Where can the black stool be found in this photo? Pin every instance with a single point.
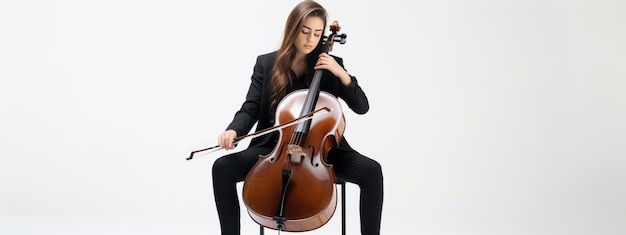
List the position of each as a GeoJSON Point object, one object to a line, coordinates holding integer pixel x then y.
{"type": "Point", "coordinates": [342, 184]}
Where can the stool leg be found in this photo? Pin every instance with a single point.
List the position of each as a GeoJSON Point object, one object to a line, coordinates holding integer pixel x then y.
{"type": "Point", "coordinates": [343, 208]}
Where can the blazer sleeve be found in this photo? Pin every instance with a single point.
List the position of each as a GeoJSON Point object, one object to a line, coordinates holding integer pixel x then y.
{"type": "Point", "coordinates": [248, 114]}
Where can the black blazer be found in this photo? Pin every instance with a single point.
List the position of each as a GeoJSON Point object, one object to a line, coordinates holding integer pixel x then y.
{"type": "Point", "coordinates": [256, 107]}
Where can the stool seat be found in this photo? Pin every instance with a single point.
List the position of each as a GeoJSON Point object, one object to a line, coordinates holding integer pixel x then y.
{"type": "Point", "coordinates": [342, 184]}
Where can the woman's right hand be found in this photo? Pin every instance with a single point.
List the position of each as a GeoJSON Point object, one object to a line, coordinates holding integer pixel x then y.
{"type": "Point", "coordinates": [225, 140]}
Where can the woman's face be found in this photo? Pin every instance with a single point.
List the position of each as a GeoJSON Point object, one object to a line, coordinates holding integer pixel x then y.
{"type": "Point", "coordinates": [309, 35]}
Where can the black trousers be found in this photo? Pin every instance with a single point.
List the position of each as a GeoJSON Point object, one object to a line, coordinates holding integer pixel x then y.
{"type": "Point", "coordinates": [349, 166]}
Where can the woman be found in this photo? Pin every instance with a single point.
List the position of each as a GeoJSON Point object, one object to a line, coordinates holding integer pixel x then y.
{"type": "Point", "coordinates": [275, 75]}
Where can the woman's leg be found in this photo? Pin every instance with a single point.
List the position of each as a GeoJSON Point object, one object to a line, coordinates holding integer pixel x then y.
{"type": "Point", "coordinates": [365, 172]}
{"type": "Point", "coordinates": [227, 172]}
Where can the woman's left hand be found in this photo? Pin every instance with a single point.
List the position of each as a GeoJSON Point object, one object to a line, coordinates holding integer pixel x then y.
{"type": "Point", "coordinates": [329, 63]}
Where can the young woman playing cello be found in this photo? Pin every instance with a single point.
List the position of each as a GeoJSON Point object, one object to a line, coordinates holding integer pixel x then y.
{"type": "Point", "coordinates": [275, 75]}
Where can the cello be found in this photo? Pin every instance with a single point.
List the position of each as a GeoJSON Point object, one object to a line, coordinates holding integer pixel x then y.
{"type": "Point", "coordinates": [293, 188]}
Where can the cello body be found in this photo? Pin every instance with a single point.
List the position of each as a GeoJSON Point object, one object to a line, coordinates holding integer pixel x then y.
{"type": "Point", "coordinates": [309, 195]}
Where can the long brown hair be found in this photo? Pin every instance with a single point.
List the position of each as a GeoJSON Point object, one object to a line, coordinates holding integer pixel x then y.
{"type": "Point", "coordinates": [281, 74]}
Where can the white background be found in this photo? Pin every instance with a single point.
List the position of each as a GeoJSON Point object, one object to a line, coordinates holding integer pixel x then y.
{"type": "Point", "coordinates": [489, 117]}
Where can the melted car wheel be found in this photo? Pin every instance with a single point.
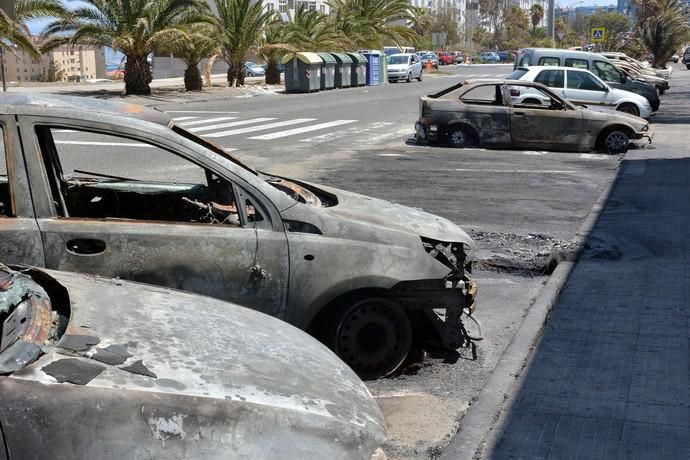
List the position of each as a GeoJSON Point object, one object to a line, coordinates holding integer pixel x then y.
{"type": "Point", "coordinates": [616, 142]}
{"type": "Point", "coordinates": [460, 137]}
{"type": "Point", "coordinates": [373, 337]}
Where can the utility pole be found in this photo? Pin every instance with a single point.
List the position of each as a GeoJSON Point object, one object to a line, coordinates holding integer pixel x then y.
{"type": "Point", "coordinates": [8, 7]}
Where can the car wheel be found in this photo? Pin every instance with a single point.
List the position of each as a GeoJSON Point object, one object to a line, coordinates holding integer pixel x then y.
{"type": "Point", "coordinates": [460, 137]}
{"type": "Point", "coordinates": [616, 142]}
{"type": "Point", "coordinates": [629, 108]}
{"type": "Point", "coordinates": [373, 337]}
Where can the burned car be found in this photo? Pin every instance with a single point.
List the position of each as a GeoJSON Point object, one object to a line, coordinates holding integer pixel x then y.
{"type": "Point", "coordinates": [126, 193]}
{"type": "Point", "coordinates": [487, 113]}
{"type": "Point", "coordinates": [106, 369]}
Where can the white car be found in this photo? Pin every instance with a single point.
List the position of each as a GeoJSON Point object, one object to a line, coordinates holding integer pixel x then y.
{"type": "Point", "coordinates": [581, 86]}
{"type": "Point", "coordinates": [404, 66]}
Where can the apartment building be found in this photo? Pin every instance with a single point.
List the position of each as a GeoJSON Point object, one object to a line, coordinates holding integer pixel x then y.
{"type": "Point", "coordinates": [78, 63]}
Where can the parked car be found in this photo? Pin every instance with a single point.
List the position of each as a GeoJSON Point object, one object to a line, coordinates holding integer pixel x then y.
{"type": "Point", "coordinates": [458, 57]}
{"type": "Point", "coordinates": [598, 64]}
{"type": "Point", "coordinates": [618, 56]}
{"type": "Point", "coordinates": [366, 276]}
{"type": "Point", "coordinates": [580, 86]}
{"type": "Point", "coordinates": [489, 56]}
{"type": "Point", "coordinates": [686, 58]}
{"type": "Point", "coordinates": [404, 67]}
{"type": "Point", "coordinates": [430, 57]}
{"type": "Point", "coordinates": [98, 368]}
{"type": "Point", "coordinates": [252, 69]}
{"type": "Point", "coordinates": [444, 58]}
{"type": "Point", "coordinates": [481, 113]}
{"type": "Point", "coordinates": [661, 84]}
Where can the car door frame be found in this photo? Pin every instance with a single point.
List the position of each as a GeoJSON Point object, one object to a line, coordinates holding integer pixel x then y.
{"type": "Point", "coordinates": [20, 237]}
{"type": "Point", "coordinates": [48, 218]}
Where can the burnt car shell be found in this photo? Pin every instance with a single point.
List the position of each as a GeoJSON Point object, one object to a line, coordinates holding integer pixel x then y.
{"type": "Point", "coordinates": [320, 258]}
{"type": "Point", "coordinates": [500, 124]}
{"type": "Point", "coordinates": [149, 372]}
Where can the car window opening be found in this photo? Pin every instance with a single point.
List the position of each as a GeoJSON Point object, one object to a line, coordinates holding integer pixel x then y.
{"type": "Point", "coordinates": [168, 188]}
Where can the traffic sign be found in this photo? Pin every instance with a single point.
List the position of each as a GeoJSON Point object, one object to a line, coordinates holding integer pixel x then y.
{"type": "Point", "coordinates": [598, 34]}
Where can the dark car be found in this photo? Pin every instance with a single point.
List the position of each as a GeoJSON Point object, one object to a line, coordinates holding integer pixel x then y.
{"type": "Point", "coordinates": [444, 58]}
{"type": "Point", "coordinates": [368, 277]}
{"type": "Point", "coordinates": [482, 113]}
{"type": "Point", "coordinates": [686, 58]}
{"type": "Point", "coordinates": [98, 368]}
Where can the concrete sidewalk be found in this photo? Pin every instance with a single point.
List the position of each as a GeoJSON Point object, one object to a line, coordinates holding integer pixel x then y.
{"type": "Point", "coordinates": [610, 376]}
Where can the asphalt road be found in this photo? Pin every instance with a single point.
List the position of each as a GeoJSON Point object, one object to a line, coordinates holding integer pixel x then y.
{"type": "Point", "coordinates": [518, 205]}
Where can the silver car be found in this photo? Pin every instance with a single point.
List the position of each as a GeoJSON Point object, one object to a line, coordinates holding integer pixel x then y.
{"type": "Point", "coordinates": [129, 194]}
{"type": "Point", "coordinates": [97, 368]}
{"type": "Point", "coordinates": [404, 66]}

□ □ □

INSTRUCTIONS TO FOLLOW
Reproduce everything from the line containing "Where can the concrete" down to the end of the records, substituting "image" for "photo" and leaving all else unchanged.

REPLY TO THE TASK
Where can the concrete sidewalk be found in this image? Pin every instance with a single point.
List the position of each as a GeoJSON Point object, one object to a line, coordinates holding integer pixel x then y.
{"type": "Point", "coordinates": [610, 376]}
Where can the asphalt road be found in this image? Pin every instance with a single point.
List the position of each as a GeoJSON Point object, one object to a line, coordinates holding integer pixel x then y.
{"type": "Point", "coordinates": [518, 205]}
Where can the silver car be found in this image? Pin every instance with a single point.
List the position of each as a GeoJSON Point object, one object to a line, coordinates holding integer pixel x then y.
{"type": "Point", "coordinates": [129, 194]}
{"type": "Point", "coordinates": [97, 368]}
{"type": "Point", "coordinates": [404, 66]}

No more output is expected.